■ Work instructions
Count how many lines in the entries below contain the string "gold", treating uppercase and lowercase letters as different. Give only the number.

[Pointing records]
------------------------------------

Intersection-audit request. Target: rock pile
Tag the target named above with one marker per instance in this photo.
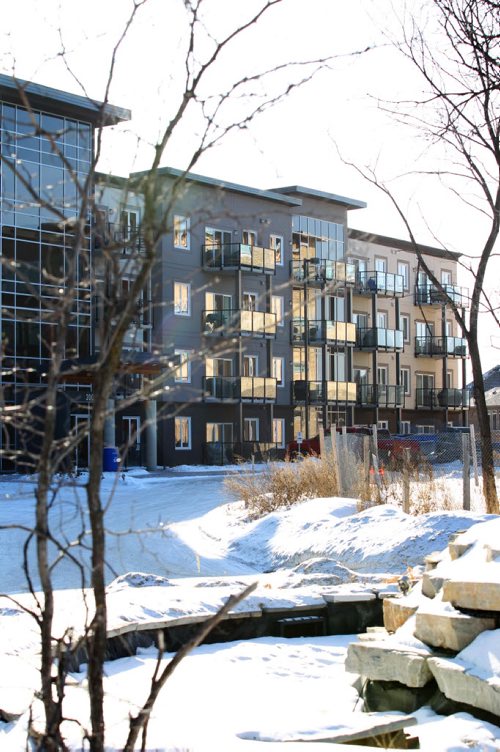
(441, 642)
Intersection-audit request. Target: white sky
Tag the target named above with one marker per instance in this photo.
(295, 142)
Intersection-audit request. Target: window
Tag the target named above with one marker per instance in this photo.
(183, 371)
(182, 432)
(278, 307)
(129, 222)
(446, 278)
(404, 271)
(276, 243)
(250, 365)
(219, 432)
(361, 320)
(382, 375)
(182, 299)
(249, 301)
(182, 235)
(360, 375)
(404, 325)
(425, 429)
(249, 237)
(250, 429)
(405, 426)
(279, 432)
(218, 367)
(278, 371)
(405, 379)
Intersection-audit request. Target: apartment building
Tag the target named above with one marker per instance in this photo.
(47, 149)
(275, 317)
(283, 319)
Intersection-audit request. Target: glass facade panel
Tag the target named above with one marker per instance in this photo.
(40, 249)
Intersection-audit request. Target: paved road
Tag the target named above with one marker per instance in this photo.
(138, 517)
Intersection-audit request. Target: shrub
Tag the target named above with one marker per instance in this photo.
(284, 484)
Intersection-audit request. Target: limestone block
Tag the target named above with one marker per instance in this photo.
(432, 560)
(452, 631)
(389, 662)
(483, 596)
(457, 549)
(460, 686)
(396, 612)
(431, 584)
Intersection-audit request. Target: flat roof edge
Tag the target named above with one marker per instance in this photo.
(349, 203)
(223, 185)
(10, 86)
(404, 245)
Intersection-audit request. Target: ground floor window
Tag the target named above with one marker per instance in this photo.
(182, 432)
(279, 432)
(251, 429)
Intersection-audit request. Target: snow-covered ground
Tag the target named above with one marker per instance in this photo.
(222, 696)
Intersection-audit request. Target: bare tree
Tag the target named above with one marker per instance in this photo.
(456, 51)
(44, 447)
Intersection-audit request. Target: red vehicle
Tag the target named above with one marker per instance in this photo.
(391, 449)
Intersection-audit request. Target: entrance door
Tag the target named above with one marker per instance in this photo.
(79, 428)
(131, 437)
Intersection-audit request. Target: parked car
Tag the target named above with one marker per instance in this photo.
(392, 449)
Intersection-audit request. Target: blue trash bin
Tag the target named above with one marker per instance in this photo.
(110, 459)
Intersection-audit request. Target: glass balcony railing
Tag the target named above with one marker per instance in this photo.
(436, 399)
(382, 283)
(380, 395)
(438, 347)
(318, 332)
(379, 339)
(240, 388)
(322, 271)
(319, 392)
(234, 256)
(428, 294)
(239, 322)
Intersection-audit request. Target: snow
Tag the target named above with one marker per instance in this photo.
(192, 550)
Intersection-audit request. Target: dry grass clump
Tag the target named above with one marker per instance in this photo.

------------------------------------

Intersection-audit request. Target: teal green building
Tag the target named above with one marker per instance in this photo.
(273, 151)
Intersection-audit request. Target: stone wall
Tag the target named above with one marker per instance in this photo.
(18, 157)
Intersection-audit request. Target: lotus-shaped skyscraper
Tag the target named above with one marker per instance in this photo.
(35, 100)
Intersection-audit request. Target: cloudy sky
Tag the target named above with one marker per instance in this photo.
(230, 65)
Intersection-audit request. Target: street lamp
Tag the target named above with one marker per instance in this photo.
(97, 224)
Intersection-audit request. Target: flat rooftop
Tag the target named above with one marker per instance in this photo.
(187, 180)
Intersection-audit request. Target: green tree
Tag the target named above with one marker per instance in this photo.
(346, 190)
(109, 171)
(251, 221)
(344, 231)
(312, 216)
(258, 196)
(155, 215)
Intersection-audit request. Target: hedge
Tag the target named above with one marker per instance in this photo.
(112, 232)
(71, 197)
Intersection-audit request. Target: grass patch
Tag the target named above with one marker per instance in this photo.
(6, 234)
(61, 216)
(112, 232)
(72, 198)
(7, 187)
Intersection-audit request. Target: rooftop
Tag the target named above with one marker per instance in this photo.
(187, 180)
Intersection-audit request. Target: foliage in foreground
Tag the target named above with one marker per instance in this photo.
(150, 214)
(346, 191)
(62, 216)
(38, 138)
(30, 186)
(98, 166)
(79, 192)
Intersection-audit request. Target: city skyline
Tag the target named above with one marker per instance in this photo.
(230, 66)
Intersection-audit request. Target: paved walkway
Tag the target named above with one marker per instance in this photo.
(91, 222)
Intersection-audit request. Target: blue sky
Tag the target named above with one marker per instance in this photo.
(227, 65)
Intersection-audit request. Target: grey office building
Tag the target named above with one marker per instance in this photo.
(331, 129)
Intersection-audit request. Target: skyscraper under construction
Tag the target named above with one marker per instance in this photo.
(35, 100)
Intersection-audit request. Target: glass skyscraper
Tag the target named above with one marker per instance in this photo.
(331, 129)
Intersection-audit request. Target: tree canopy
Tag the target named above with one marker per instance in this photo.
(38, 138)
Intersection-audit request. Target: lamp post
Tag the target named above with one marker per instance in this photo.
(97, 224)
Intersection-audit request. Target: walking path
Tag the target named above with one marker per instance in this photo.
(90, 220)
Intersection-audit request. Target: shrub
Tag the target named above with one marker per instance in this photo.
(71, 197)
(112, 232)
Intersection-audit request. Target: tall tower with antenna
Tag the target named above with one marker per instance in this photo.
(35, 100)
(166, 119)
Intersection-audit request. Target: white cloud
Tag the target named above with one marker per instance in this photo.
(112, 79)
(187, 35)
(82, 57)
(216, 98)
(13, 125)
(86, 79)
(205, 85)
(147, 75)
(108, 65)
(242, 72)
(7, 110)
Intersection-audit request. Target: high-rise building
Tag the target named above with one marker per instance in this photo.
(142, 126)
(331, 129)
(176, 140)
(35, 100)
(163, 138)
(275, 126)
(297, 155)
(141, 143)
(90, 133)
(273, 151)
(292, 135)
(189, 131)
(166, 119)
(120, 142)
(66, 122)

------------------------------------

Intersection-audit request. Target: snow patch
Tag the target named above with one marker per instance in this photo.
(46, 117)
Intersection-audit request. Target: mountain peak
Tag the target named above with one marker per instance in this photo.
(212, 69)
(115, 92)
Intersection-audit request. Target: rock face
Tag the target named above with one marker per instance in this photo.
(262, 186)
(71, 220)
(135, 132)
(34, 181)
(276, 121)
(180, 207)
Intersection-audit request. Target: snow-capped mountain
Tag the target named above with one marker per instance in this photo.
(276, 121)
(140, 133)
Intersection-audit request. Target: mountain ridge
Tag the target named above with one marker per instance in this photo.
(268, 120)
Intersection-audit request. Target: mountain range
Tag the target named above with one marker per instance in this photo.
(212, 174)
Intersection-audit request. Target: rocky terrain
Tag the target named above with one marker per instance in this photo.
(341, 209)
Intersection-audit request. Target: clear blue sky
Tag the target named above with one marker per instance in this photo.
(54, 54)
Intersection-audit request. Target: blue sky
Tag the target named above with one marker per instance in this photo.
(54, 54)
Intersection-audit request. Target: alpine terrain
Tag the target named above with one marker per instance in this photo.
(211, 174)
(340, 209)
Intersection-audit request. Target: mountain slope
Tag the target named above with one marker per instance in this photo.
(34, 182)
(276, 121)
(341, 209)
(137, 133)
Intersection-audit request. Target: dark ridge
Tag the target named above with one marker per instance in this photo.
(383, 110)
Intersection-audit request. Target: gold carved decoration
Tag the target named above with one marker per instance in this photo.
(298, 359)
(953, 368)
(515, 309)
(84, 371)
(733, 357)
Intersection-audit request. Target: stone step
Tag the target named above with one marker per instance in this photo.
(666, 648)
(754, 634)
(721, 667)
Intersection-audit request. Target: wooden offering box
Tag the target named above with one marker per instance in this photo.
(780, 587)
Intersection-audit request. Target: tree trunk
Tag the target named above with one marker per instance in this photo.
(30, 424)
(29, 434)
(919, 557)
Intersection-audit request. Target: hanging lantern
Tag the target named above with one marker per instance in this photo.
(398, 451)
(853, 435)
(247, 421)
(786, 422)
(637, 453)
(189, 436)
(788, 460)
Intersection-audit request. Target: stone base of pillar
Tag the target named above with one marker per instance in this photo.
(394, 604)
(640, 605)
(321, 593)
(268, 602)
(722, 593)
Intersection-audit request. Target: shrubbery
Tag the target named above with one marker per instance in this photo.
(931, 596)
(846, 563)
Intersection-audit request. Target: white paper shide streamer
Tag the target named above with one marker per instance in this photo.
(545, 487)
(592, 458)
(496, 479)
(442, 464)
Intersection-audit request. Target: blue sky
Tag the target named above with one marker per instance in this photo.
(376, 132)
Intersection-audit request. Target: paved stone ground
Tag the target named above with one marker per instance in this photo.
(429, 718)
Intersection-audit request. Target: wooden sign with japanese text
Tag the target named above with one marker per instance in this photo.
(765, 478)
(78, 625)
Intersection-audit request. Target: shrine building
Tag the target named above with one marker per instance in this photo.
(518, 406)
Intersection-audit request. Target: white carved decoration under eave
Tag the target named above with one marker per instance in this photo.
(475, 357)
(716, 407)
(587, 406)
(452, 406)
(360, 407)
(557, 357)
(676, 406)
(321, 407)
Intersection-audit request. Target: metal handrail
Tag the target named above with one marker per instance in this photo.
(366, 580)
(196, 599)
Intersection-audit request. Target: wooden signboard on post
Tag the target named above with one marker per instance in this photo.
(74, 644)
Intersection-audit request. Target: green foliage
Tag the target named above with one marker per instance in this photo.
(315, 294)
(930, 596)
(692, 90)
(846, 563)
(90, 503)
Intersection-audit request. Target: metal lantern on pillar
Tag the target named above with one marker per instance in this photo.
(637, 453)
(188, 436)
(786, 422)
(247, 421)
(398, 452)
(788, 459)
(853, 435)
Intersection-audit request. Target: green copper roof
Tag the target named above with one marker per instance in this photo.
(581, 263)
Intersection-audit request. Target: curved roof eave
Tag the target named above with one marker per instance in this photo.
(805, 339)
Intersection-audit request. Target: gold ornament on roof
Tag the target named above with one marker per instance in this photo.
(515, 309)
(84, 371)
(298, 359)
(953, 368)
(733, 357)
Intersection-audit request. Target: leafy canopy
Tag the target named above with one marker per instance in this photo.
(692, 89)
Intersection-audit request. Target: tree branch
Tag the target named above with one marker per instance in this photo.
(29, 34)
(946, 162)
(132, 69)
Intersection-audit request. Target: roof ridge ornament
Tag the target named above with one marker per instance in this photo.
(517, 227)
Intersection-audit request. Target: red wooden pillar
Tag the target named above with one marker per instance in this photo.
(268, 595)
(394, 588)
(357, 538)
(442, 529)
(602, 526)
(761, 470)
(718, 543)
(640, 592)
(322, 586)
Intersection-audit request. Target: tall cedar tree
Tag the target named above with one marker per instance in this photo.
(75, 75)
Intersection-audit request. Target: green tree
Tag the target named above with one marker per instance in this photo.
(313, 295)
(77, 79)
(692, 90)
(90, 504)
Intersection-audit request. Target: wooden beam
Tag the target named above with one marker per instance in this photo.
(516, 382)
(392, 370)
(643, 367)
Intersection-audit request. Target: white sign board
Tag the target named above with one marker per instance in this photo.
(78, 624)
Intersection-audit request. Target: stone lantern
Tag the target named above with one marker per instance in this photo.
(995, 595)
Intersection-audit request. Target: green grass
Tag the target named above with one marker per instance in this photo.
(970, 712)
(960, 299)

------------------------------------

■ Solution for this task
2